[KUTIPAN SUMBER]
________

Dalam hal ini kita merujuk pada
dua fakta sejarah berupa peta borneo bagian barat ( wester afdelning van
borneo) tahun 1893 dan manuskrip perjanjian batas antara
kerajaan simpang dan meliau tahun 1886.
Jika di lihat dari peta wilayah
tahun 1893, secara umum borneo bagian
barat dapat kita lihat terdapat 18
kerajaan di antaranya adalah
- Kerajaan Sambas
- Kerajaan Pontianak
- Kerajaankubu
- Kerajaan mempawah
- Kerajaan Simpang Matan
- Kerajaan Soekadana
- Kerajaan Matan
- Kerajaan Landak
- Kerajaan Tayan & Meliau
- Kerajaan Sanggau
- Kerajaan Sekadau
- Kerajaan Sintang
- Kerajaan Silat
- Kerajaan Soehaid
- Kerajaan Selimbau
- Kerajaan Pijasa
- Kerajaan Djongkong dan
- Kerajaan Boenot
Pada saat itu, Kerajaan simpang
matan sendiri jadi satu dengan onder afdeling kerajaan Sukadana. Adapaun
perbatasan wilayah kerajaan simpang matan adalah sebagai berikut :
Peta kerajaan simpang, yang berwatas dengan kubu, sukadana dan meliau |
Sebelah barat kerajaan simpang matan berbatas dengan kerajaan Kubu, dengan penanda utama paling barat adalah Teluk noeri sebelah kanan di miliki oleh kerajaan simpang dan sebelah kiri di miliki kerajaan kubu, kemudian terus ke arah timur hingga ST Maya lalu belok kiri menuju sungai mendawak (alur mendauk ) hingga ke tayan / meliu.

________

[TUGAS SINGKAT A] Berapa jumlah kerajaan di Borneo bagian barat yang terlihat pada peta tahun 1893 menurut kutipan tentang kerajaan-kerajaan Borneo bagian barat?
[TUGAS SINGKAT B] Lanjutkan kutipan tentang kerajaan-kerajaan Borneo bagian barat mulai dari kalimat terakhirnya.

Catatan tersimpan
________

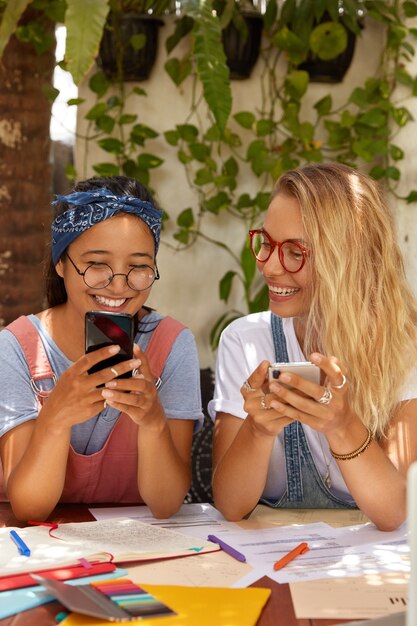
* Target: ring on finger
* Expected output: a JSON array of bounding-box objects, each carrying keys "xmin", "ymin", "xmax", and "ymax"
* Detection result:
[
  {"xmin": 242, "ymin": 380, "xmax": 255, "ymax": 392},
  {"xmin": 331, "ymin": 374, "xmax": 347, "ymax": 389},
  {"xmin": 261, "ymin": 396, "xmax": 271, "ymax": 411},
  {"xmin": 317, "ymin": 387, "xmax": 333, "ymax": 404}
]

________

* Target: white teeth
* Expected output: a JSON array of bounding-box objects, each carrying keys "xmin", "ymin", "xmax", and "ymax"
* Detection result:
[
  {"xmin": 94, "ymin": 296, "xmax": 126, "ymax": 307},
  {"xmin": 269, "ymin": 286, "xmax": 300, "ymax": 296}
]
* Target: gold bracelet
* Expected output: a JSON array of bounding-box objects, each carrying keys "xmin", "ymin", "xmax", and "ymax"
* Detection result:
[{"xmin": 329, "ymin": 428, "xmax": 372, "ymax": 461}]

________

[JAWABAN A] 18 kerajaan.

[JAWABAN B]
Sebelah utara berbatas dengan kerajaan meliau / tayan, sebagaimana tertulis
dalam Manuskrip Surat Tapal Batas
Wilayah Kerajaan Simpang Tahun 1886.
Jika di lihat dari isi surat yang dibuat pada tanggal 10
september 1886 ini menerangkan mengenai tapal batas secara rinci antara
kerajaan simpang matan dan kerajaan meliau ( sekarang Tayan) pada masa itu.
dalam surat itu juga diceritakan bahwa raja Simpang ( Panembahan surya ningrat
/ Gusti Panjdi ) dan Radja Meliau ( Pangeran Ratoe Moeda Pakoe) masing masing
juga membawa para menteri untuk menjadi
saksi secara langsung.
Jika membandingkan antara surat perjanjian tapal batas dan
peta kerajaan yang dibuat pada tahun 1893, lokasi yang disebutkan dalam surat
itu sama persis, bahkan dari sana kita dapat melihat betapa luas dan
berdaulatnya wilayah kerajaan yang di miliki pada masa itu.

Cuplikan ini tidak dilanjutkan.